_Task inputs_
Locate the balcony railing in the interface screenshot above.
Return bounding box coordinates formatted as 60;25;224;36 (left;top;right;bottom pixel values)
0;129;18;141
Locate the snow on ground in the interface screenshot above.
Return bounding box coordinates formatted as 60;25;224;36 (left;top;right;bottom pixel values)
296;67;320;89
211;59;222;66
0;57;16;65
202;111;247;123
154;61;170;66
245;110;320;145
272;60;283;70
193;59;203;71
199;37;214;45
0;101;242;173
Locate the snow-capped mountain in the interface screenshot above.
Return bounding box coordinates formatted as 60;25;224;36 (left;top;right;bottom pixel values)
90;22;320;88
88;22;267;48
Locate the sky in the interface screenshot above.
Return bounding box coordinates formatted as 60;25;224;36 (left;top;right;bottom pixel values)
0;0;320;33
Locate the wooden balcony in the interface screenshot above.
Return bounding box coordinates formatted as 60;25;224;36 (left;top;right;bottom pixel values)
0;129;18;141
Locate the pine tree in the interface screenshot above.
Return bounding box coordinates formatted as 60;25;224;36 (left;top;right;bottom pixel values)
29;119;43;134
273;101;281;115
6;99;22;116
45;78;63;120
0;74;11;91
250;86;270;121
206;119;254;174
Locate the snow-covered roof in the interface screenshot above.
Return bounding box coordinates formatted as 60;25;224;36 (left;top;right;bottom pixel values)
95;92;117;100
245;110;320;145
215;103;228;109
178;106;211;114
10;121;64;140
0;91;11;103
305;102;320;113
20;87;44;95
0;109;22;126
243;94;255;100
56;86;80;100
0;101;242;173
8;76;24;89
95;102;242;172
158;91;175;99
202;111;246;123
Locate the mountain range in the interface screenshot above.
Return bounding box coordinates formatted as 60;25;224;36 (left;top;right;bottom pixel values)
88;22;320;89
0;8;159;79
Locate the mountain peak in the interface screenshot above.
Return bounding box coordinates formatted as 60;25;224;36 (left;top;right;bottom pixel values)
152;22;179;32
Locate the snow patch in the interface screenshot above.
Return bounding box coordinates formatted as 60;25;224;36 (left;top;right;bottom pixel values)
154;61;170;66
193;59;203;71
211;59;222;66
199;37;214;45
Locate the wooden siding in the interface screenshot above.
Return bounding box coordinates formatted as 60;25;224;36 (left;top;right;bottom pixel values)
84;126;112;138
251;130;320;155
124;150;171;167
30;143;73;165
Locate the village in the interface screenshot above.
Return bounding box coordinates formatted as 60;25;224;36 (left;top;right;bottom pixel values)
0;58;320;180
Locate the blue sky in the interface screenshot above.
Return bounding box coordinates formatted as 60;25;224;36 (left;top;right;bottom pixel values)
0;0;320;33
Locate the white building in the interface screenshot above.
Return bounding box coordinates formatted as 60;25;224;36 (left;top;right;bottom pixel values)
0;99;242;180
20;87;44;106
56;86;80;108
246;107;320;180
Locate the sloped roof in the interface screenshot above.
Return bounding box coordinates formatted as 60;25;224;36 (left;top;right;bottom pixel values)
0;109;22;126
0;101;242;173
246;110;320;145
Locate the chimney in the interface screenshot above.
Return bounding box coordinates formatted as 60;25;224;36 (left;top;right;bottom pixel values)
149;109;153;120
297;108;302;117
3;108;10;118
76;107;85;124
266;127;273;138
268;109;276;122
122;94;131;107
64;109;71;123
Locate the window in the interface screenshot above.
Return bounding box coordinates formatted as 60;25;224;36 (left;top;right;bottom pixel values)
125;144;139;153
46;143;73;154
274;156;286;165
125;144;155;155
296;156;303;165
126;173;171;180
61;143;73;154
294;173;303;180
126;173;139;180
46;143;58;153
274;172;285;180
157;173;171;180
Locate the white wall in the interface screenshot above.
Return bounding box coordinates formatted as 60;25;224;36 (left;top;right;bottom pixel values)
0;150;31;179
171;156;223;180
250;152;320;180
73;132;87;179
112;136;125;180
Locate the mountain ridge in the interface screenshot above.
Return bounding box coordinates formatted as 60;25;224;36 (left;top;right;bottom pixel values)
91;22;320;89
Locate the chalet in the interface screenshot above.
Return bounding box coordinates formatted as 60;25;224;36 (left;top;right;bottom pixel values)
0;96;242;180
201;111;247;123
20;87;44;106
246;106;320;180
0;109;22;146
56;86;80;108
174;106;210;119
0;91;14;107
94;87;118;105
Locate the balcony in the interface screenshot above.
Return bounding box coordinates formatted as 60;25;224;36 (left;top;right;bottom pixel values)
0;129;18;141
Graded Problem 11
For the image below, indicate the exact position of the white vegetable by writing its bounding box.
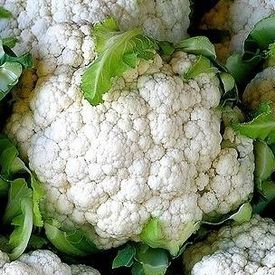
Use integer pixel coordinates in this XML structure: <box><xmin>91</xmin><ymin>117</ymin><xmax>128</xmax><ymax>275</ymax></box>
<box><xmin>0</xmin><ymin>250</ymin><xmax>100</xmax><ymax>275</ymax></box>
<box><xmin>243</xmin><ymin>67</ymin><xmax>275</xmax><ymax>110</ymax></box>
<box><xmin>7</xmin><ymin>48</ymin><xmax>254</xmax><ymax>248</ymax></box>
<box><xmin>202</xmin><ymin>0</ymin><xmax>275</xmax><ymax>60</ymax></box>
<box><xmin>184</xmin><ymin>216</ymin><xmax>275</xmax><ymax>275</ymax></box>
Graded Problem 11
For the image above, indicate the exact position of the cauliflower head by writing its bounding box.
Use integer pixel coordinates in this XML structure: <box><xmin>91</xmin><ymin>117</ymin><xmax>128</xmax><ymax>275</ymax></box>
<box><xmin>243</xmin><ymin>67</ymin><xmax>275</xmax><ymax>110</ymax></box>
<box><xmin>6</xmin><ymin>45</ymin><xmax>254</xmax><ymax>248</ymax></box>
<box><xmin>202</xmin><ymin>0</ymin><xmax>275</xmax><ymax>60</ymax></box>
<box><xmin>184</xmin><ymin>216</ymin><xmax>275</xmax><ymax>275</ymax></box>
<box><xmin>1</xmin><ymin>1</ymin><xmax>254</xmax><ymax>253</ymax></box>
<box><xmin>0</xmin><ymin>0</ymin><xmax>191</xmax><ymax>56</ymax></box>
<box><xmin>0</xmin><ymin>250</ymin><xmax>100</xmax><ymax>275</ymax></box>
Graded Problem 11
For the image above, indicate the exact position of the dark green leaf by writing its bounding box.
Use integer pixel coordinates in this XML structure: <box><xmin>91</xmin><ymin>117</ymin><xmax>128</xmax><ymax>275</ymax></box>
<box><xmin>183</xmin><ymin>56</ymin><xmax>219</xmax><ymax>79</ymax></box>
<box><xmin>233</xmin><ymin>104</ymin><xmax>275</xmax><ymax>143</ymax></box>
<box><xmin>112</xmin><ymin>244</ymin><xmax>136</xmax><ymax>268</ymax></box>
<box><xmin>0</xmin><ymin>6</ymin><xmax>12</xmax><ymax>19</ymax></box>
<box><xmin>81</xmin><ymin>19</ymin><xmax>156</xmax><ymax>105</ymax></box>
<box><xmin>2</xmin><ymin>37</ymin><xmax>18</xmax><ymax>48</ymax></box>
<box><xmin>45</xmin><ymin>222</ymin><xmax>100</xmax><ymax>256</ymax></box>
<box><xmin>176</xmin><ymin>36</ymin><xmax>216</xmax><ymax>60</ymax></box>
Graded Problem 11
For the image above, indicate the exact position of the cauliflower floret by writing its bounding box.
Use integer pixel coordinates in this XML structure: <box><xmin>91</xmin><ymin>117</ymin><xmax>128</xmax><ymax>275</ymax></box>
<box><xmin>202</xmin><ymin>0</ymin><xmax>275</xmax><ymax>61</ymax></box>
<box><xmin>183</xmin><ymin>216</ymin><xmax>275</xmax><ymax>275</ymax></box>
<box><xmin>0</xmin><ymin>250</ymin><xmax>100</xmax><ymax>275</ymax></box>
<box><xmin>243</xmin><ymin>67</ymin><xmax>275</xmax><ymax>110</ymax></box>
<box><xmin>6</xmin><ymin>49</ymin><xmax>254</xmax><ymax>249</ymax></box>
<box><xmin>0</xmin><ymin>0</ymin><xmax>191</xmax><ymax>58</ymax></box>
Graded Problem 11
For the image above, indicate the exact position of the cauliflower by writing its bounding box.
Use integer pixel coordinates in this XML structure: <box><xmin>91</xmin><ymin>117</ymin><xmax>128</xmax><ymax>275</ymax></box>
<box><xmin>0</xmin><ymin>250</ymin><xmax>100</xmax><ymax>275</ymax></box>
<box><xmin>243</xmin><ymin>67</ymin><xmax>275</xmax><ymax>110</ymax></box>
<box><xmin>202</xmin><ymin>0</ymin><xmax>275</xmax><ymax>60</ymax></box>
<box><xmin>2</xmin><ymin>1</ymin><xmax>254</xmax><ymax>256</ymax></box>
<box><xmin>184</xmin><ymin>216</ymin><xmax>275</xmax><ymax>275</ymax></box>
<box><xmin>0</xmin><ymin>0</ymin><xmax>191</xmax><ymax>58</ymax></box>
<box><xmin>6</xmin><ymin>39</ymin><xmax>254</xmax><ymax>254</ymax></box>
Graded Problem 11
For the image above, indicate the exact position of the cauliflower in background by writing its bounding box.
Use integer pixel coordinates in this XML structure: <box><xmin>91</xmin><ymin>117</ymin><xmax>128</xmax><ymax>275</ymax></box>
<box><xmin>183</xmin><ymin>216</ymin><xmax>275</xmax><ymax>275</ymax></box>
<box><xmin>2</xmin><ymin>2</ymin><xmax>254</xmax><ymax>253</ymax></box>
<box><xmin>202</xmin><ymin>0</ymin><xmax>275</xmax><ymax>61</ymax></box>
<box><xmin>6</xmin><ymin>52</ymin><xmax>254</xmax><ymax>252</ymax></box>
<box><xmin>0</xmin><ymin>250</ymin><xmax>100</xmax><ymax>275</ymax></box>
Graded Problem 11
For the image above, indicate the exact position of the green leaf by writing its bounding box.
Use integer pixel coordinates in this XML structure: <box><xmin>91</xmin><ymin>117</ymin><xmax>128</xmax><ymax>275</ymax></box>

_Exercise brief_
Please switch "pine tree" to "spruce tree" in the stretch of entries from the line containing "Locate the wooden balcony" through the line containing "206;119;254;174", leaving everything else unchanged. Return only those lines.

_Response_
Locate the wooden balcony in the interface screenshot above.
Return bounding box coordinates formatted as 60;25;224;36 (left;top;right;bottom pixel values)
0;129;18;141
Locate the spruce tree in the interface screenshot above.
Return bounding box coordinates formatted as 60;25;224;36 (left;top;right;bottom pixel values)
29;119;43;134
273;101;281;115
6;99;22;116
45;78;63;120
0;74;11;91
250;86;270;121
206;119;254;174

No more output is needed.